• _Extracted records_
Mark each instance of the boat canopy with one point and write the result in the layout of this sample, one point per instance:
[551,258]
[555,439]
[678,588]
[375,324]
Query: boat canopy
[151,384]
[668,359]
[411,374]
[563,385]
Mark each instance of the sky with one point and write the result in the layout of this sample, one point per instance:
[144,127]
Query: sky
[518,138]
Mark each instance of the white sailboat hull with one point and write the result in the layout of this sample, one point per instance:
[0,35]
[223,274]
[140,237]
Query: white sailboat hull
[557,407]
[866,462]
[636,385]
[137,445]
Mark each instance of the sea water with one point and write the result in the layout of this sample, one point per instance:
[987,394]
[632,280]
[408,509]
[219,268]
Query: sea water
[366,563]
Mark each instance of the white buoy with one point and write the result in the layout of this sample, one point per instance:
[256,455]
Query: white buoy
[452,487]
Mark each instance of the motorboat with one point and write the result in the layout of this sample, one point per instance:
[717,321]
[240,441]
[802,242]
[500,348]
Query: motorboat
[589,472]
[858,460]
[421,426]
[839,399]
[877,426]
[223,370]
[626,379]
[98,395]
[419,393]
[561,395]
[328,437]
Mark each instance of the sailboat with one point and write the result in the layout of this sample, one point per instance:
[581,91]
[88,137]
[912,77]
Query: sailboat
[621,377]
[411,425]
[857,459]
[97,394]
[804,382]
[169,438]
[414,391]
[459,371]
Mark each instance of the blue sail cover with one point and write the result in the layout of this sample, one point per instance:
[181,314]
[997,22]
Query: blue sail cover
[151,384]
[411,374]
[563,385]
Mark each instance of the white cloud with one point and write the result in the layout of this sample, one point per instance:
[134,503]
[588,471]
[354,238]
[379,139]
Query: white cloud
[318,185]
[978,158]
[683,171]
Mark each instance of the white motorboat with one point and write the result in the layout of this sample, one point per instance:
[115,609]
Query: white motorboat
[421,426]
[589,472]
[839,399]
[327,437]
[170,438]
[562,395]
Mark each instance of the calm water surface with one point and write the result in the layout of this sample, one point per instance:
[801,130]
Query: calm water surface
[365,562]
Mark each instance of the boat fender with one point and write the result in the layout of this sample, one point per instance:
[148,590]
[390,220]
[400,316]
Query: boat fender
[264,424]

• _What you have to do_
Could you output all of the records above exactly as given?

• _Output of the exercise_
Mark each instance of the boat canopy with one point and write the result in the layout of this sample, one point per instance:
[551,258]
[555,439]
[678,588]
[375,324]
Query: boat canopy
[151,384]
[668,359]
[411,374]
[563,385]
Mark each instance of the sky with one point and write the result in the layout of this sample, one point per instance:
[144,127]
Query: sky
[518,138]
Mark each instance of the white sailboat hull with one point and write the result in the layout of this sample, one point per instance:
[0,35]
[223,274]
[140,237]
Query: white sailboat hull
[557,407]
[866,462]
[636,385]
[137,445]
Mark each instance of the sea water with one point and write the result in the layout of this sample, one point per instance:
[987,394]
[632,280]
[408,509]
[219,268]
Query: sea water
[366,563]
Mark each instance of the white buoy with one point and write the result in the layout of this sample, one point per instance:
[256,455]
Query: white buoy
[452,487]
Mark each instance of the motorboat with one point and write the result in the layout of this sample, one point per instance:
[717,321]
[240,441]
[802,242]
[500,348]
Query: motorboat
[589,472]
[858,460]
[421,426]
[839,399]
[877,426]
[223,370]
[626,379]
[98,395]
[419,393]
[561,395]
[328,437]
Mark each instance of the sailboat with one point and write the result in the layout of this sample, one point per instance:
[581,91]
[88,137]
[912,77]
Query: sailboat
[621,377]
[411,425]
[857,459]
[97,394]
[804,382]
[169,438]
[414,391]
[459,371]
Mark each instance of the blue sail cover with one point and write the result in the layout of this sample, one point per instance:
[181,314]
[997,22]
Query: blue sail cover
[151,384]
[411,374]
[563,385]
Mark each instance of the white cloud with one point and write the result in the layout of this sample, one point per instance:
[134,503]
[588,471]
[354,238]
[379,139]
Query: white cloud
[318,185]
[978,158]
[683,171]
Mark each instance of the white motorboat with one point and write the result in the layout of this sample, one point per instance:
[115,609]
Query: white motorboat
[421,426]
[589,472]
[839,399]
[327,437]
[170,438]
[562,395]
Mark each instance of the calm water surface with one point and write the result in the layout of this sample, one point per instance:
[801,130]
Query: calm water surface
[365,562]
Mark each instance of the boat fender with one point and write the result in the layout of this sample, one point per instance:
[148,590]
[390,220]
[400,316]
Query: boat fender
[264,424]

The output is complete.